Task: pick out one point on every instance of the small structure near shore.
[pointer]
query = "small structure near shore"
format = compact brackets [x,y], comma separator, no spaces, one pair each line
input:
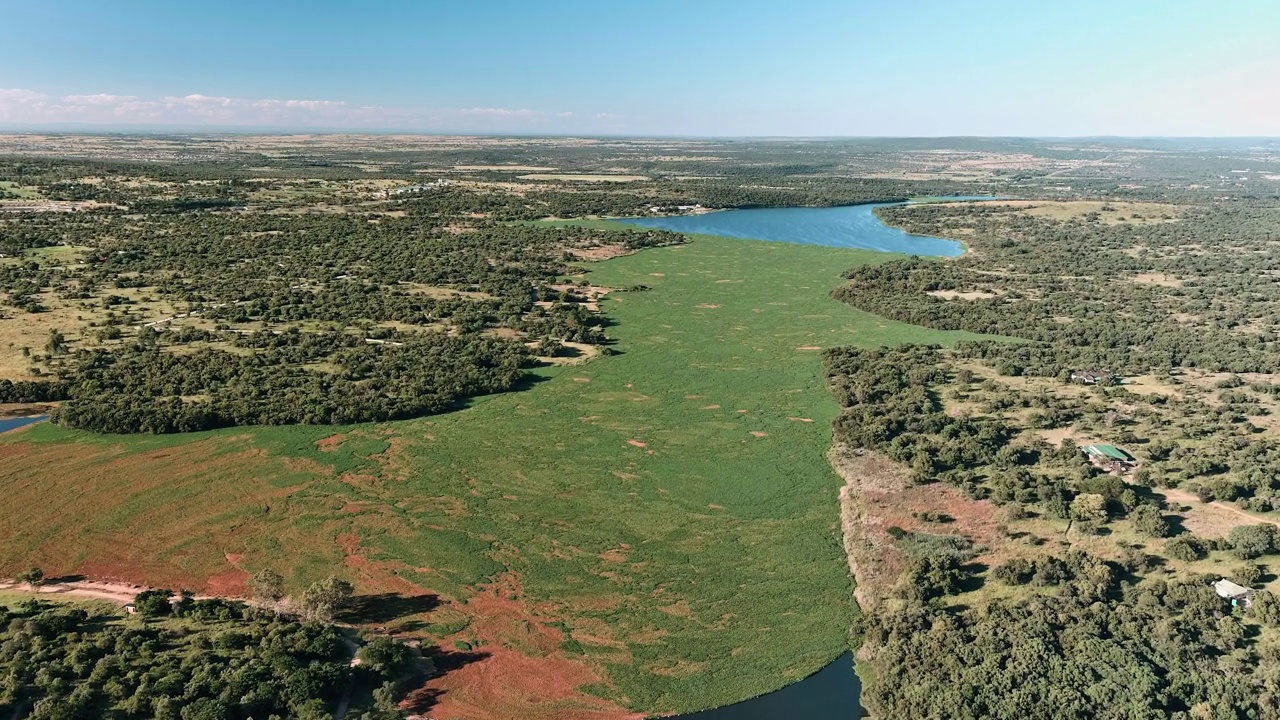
[1089,378]
[1110,458]
[1238,595]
_ _ _ _ _
— What the task requires —
All of the material above should be reproduced exactly, except the pictures.

— Task response —
Task: pick out one point on every instance of the small structure near shore.
[pointer]
query = "small structure near shore"
format = compact brackets [x,y], comma separator, no spaces, one pair each line
input:
[1089,378]
[1110,458]
[1238,595]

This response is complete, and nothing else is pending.